----- Exercise material

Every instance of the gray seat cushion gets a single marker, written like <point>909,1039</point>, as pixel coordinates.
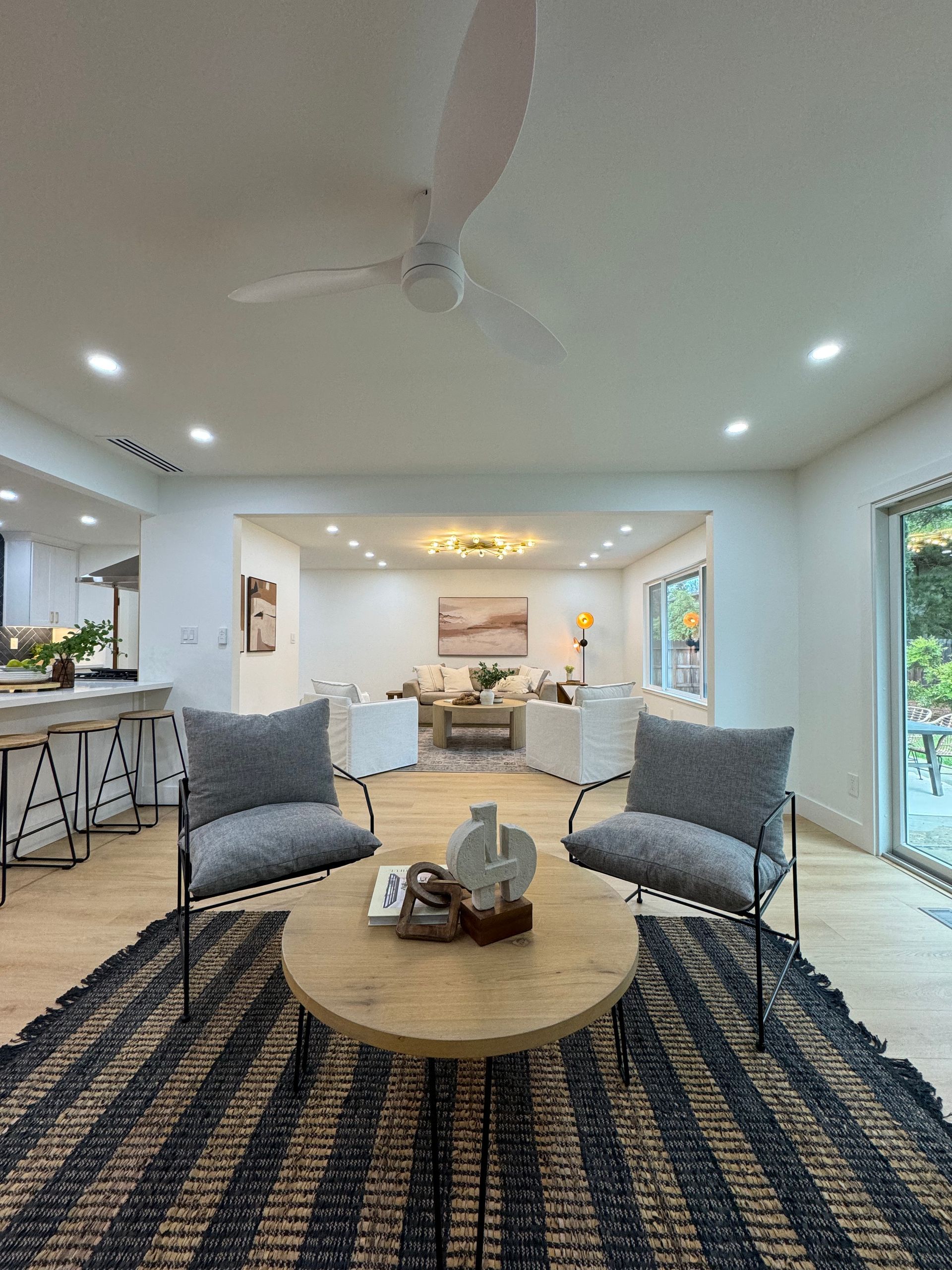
<point>267,844</point>
<point>237,762</point>
<point>674,856</point>
<point>725,779</point>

----------

__The problem__
Copy every item above line for line without changing a character, and leave out the pictures.

__Expected answer__
Every instance of the gray seat cushion gets a single marker, written like <point>909,1039</point>, as pixel coordinates.
<point>267,844</point>
<point>237,762</point>
<point>674,856</point>
<point>725,779</point>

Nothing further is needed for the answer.